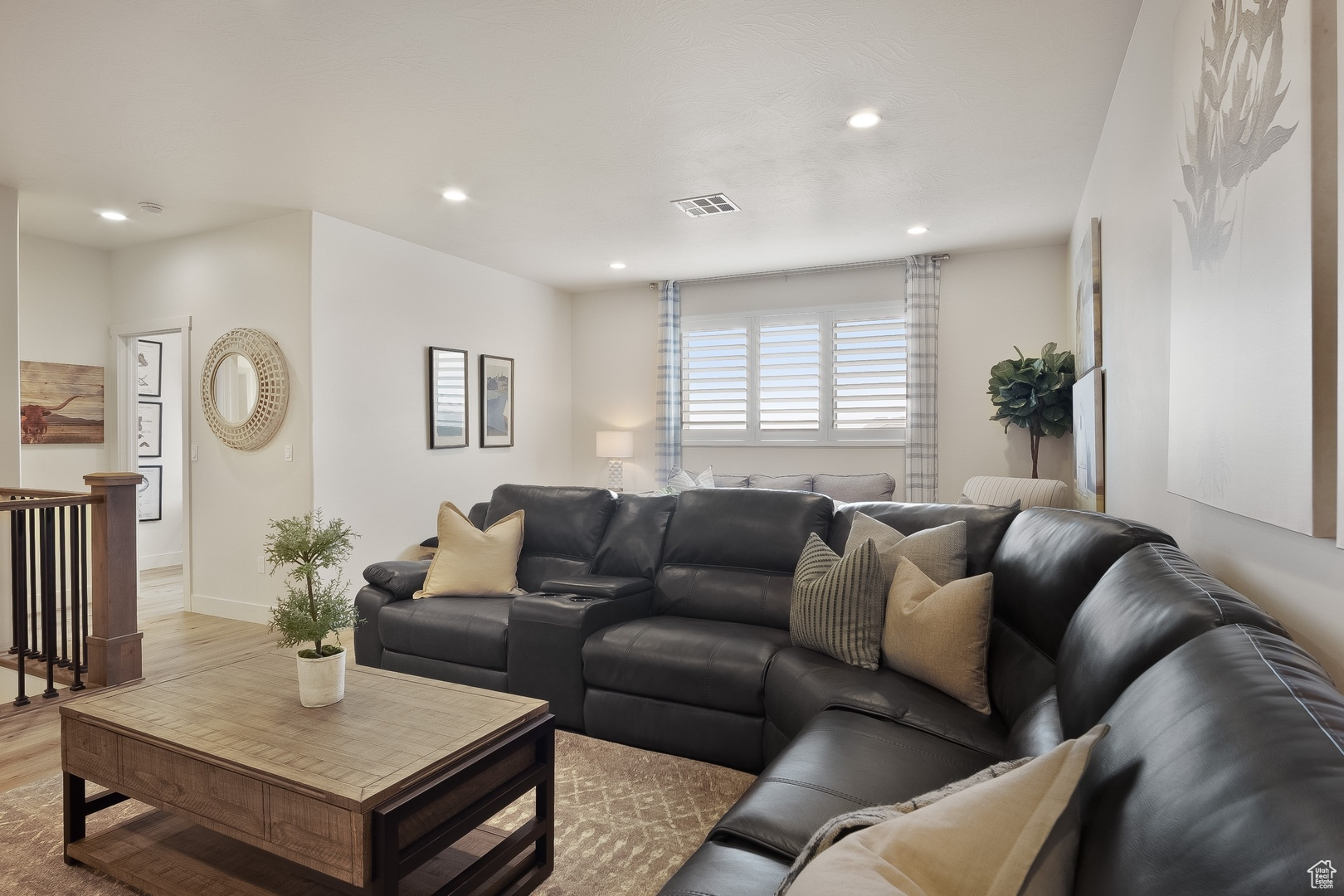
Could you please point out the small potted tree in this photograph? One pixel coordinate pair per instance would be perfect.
(1035, 394)
(312, 606)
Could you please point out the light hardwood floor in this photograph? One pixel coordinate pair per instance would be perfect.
(175, 644)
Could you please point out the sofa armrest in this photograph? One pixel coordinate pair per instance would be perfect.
(546, 635)
(398, 578)
(368, 646)
(597, 586)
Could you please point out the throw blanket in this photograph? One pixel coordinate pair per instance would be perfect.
(851, 821)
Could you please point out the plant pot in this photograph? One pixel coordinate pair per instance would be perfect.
(321, 681)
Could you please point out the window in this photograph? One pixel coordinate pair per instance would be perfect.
(817, 377)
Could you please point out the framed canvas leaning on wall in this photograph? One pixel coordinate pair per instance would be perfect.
(1254, 218)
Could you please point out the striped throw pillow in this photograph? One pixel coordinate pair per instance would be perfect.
(839, 605)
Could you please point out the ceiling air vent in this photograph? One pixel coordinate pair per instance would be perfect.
(702, 206)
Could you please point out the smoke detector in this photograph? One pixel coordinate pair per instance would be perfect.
(702, 206)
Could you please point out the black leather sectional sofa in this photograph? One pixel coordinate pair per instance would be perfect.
(661, 622)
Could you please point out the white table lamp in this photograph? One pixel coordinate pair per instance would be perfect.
(615, 446)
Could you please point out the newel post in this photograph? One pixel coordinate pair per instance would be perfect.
(114, 637)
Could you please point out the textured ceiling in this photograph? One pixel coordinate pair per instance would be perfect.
(572, 124)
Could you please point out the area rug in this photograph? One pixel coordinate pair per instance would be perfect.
(626, 821)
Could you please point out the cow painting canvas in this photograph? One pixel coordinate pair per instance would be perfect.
(60, 403)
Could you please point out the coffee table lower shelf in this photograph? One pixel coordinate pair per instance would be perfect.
(168, 856)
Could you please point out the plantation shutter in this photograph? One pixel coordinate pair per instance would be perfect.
(715, 377)
(869, 373)
(789, 355)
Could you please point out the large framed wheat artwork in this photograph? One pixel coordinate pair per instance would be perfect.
(1254, 217)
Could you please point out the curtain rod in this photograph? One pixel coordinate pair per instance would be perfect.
(819, 269)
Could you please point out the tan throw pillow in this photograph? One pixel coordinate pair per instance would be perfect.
(470, 563)
(1012, 835)
(838, 603)
(941, 635)
(941, 551)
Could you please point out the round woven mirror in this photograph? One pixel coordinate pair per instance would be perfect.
(245, 388)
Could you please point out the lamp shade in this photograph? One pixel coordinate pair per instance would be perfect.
(616, 445)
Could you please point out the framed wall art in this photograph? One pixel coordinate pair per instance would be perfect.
(1090, 441)
(496, 402)
(1253, 261)
(60, 403)
(446, 398)
(149, 494)
(149, 367)
(1088, 296)
(149, 436)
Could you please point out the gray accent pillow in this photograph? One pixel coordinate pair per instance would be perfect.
(839, 605)
(684, 481)
(849, 822)
(1015, 505)
(940, 553)
(847, 489)
(801, 483)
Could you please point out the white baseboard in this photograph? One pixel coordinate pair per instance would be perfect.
(227, 609)
(155, 561)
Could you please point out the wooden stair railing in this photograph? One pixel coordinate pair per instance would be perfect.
(74, 585)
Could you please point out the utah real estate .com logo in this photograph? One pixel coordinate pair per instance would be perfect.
(1322, 874)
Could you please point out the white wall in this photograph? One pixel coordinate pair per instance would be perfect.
(1296, 578)
(10, 434)
(247, 275)
(990, 303)
(65, 310)
(378, 304)
(160, 542)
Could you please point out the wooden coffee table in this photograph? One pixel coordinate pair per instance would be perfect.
(383, 793)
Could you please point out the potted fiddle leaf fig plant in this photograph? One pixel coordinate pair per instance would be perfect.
(314, 603)
(1035, 394)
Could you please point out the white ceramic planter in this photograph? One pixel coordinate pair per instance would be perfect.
(321, 681)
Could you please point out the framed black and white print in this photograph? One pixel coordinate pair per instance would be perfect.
(149, 494)
(149, 368)
(149, 431)
(446, 398)
(496, 402)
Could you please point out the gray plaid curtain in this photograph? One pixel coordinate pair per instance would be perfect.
(668, 438)
(923, 275)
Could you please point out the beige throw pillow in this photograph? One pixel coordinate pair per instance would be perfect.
(470, 563)
(941, 551)
(941, 635)
(1012, 835)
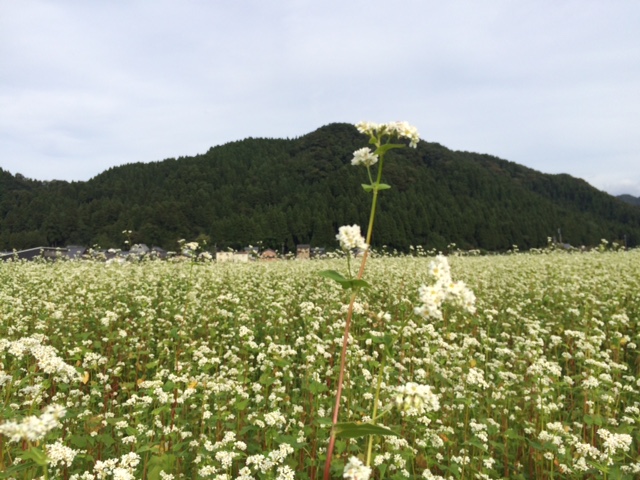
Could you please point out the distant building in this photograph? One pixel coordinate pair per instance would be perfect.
(139, 249)
(232, 257)
(269, 255)
(303, 252)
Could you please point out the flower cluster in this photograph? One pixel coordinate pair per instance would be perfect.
(391, 130)
(414, 399)
(350, 237)
(356, 470)
(364, 157)
(443, 289)
(34, 428)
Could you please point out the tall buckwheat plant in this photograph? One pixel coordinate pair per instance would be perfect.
(410, 398)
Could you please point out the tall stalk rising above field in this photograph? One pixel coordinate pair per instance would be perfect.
(382, 137)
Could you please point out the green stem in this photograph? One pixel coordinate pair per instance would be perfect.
(345, 339)
(376, 401)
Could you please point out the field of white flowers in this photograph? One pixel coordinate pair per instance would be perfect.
(160, 370)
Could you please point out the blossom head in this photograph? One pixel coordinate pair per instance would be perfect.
(414, 399)
(390, 130)
(350, 237)
(356, 470)
(365, 157)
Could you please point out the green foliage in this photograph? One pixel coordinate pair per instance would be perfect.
(288, 192)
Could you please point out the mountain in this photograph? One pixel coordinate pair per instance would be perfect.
(630, 199)
(288, 192)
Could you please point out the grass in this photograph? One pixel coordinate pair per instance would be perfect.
(184, 370)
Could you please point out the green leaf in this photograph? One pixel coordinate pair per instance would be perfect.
(355, 283)
(333, 275)
(382, 149)
(37, 455)
(344, 282)
(356, 430)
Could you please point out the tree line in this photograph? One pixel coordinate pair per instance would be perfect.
(284, 192)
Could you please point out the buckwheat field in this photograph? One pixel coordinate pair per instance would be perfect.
(184, 370)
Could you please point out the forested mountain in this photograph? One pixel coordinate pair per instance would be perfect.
(630, 199)
(287, 192)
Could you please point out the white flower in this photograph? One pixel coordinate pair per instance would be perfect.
(414, 399)
(34, 428)
(350, 238)
(355, 470)
(364, 157)
(443, 289)
(391, 130)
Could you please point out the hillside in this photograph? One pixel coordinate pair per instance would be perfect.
(630, 199)
(287, 192)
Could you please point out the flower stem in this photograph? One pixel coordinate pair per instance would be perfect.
(345, 338)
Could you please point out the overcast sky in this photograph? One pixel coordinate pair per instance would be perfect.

* * * * * * *

Problem to work on: An exact copy of every entry, without pictures, should be your output.

Written solution:
Could you please point out the small potted tree in this photograph? One pixel coordinate pair per instance would be perfect.
(1035, 394)
(312, 606)
Could you please point out the light hardwood floor in this photograph? One pixel coordinate pair per instance would be perfect.
(175, 644)
Could you please point out the sofa armrest in this photograph? One pixel coordinate pair per instance would be perfect.
(546, 635)
(398, 578)
(368, 646)
(597, 586)
Could you please point out the throw blanket in this photograph? One pixel coordinate pair per instance would be perfect.
(851, 821)
Could you please point out the plant pot in this photograph? One pixel coordinate pair per instance would be perfect.
(321, 681)
Could you please point out the window in this photograph? One pixel coordinate pair per instance would be perfect.
(817, 377)
Could you please point out the framed canvas leaning on wall in this photograph? One pixel coordinate pair per instance would be perfect.
(1254, 218)
Could you please point out the striped throw pillow in this photograph? One pixel coordinate pair per instance would be perfect.
(839, 605)
Could you please point out the ceiling air vent in this photograph? One pixel coordinate pair per instance would be perfect.
(702, 206)
Could you please point out the smoke detector in this photograph? One pixel coordinate pair per instance would be perfect.
(702, 206)
Could you please point out the black leather sectional sofa in this photograph? One pixel coordinate pair per instance would be perfect.
(661, 622)
Could you please point out the white table lamp in this photograph? One pixel coordinate pair per instance would be perfect.
(615, 446)
Could you please point out the newel post in this photograph? One pixel coordinate pair per instance would be perfect.
(114, 637)
Could you please point out the textured ceiling in this photograph? One pixel coordinate pair per instance would be perfect.
(572, 124)
Could you please point out the area rug in this photograph? One pixel coordinate pair per instance would be perfect.
(626, 821)
Could you please point out the cow painting canvas in this photograph? One pixel coordinate pair per instance would be perfect.
(60, 403)
Could you please point out the coffee table lower shelf in this photograph? One pixel coordinate pair per instance would be perfect.
(168, 856)
Could you please point out the plantation shutter in this photograph? One pixel coordinate pair per instance would be perfect.
(715, 377)
(869, 373)
(789, 355)
Could you please point out the large framed wheat artwork in this photograph? One pixel coordinate pair per instance would be perfect.
(1254, 217)
Could you please point out the curtain rod in this photograph? One pixel coordinate pair per instance would be perfect.
(819, 269)
Could you please point out the tan throw pillow in this photograph? One pixel coordinate pair per instance would be perfect.
(470, 563)
(1012, 835)
(838, 603)
(941, 635)
(941, 551)
Could you please point out the round woven mirror in this photograph? One pixel coordinate pair per instance would be perfect.
(245, 388)
Could you please point out the lamp shade in this photograph? One pixel coordinate pair per instance would be perfect.
(616, 445)
Could you please point out the framed wall art in this photograph? One pixel coordinate pair per instance would be perfect.
(1090, 441)
(496, 402)
(1253, 261)
(60, 403)
(446, 398)
(149, 494)
(149, 367)
(1088, 296)
(149, 436)
Could you please point out the gray accent pillow in this photograph? One pixel coordinate pair per instance would be perfect.
(839, 605)
(684, 481)
(849, 822)
(1015, 505)
(940, 553)
(847, 489)
(801, 483)
Could you please point out the white baseboard in this photograph? One pixel coordinate pair per instance would be perfect.
(227, 609)
(155, 561)
Could you please point out the wooden stair railing in this photograph? One pixel coordinate pair per instance would be perfect.
(74, 585)
Could you please point out the utah real estate .com logo in this photograph? One pixel coordinate pair per instance would be perfect.
(1322, 874)
Could you please point out the white wall in this photograph? One pixel coordinate pair per instance would be perfect.
(1296, 578)
(10, 434)
(247, 275)
(990, 303)
(65, 310)
(378, 304)
(160, 542)
Could you please point out the wooden coffee table in this photograph? One pixel coordinate pair per instance would be perfect.
(383, 793)
Could you please point out the potted fiddle leaf fig plant in this photograph? One pixel coordinate pair per instance would be perfect.
(314, 603)
(1035, 394)
Could you please point out the white ceramic planter in this photograph? One pixel coordinate pair per instance would be perfect.
(321, 681)
Could you please point out the framed black and white print in this photograph? One pixel coordinate pair per instance would be perfect.
(149, 494)
(149, 368)
(149, 431)
(446, 398)
(496, 402)
Could you please point out the gray plaid curtain in this photograph? One pixel coordinate pair per instance would be perfect.
(668, 438)
(923, 275)
Could you please point out the beige throw pillow in this photograph? One pixel coordinate pair per instance would be perfect.
(470, 563)
(941, 551)
(941, 635)
(1012, 835)
Could you please point out the distant building in this photograph? One pixel coordinate pair per instance would be perfect.
(139, 249)
(232, 257)
(269, 255)
(303, 252)
Could you please point out the flower cluster in this photograph? One pixel coordinate pair per instance would be perfect.
(391, 130)
(414, 399)
(350, 237)
(356, 470)
(364, 157)
(443, 289)
(34, 428)
Could you please point out the tall buckwheat plant in this photograph? One pixel coordinate pair per instance would be perfect.
(410, 398)
Could you please point out the tall stalk rising above field in this photograph? One pixel coordinate pair per instance would be perfect.
(382, 137)
Could you please point out the green stem in this photograph? One pixel coordinate pair per instance would be perfect.
(345, 339)
(376, 401)
Could you please point out the field of white flowers in this photograph? One pixel coordinate pair per instance would be perfect.
(160, 370)
Could you please point out the blossom head in this photograph? One pixel coordinate pair per instance would be perfect.
(414, 399)
(390, 130)
(350, 237)
(356, 470)
(365, 157)
Could you please point out the green foliage in this photograph? One pixel coordinate pair per instance would be perfect.
(288, 192)
Could you please point out the mountain in this photograph? One pixel coordinate pair per instance would be perfect.
(630, 199)
(288, 192)
Could you please point out the grass in this photograph? One pixel coordinate pair per instance would be perfect.
(184, 370)
Could you please point out the green leaf in this photograph? One pixel coordinate pair per instance would be perfect.
(355, 283)
(333, 275)
(382, 149)
(37, 455)
(344, 282)
(356, 430)
Could you please point out the tree line in this photograph? One pixel coordinate pair per instance would be perfect.
(284, 192)
Could you please point out the buckwheat field in this photograph? One pixel coordinate pair per instance would be perfect.
(184, 370)
Could you please point out the forested mountain in this photograph? One pixel coordinate pair per instance would be perfect.
(630, 199)
(287, 192)
Could you please point out the white flower in this photograph? One pixel coordinate pair per instance would be perfect.
(414, 399)
(34, 428)
(350, 238)
(355, 470)
(364, 157)
(443, 289)
(391, 130)
Could you please point out the hillside in this photograph? One pixel coordinate pair per instance would be perfect.
(630, 199)
(287, 192)
Could you please point out the flower stem in this photograph? One pixel coordinate pair per instance would be perfect.
(345, 338)
Could you please point out the overcast sky in this photograph? One pixel coordinate pair per instance would be perfect.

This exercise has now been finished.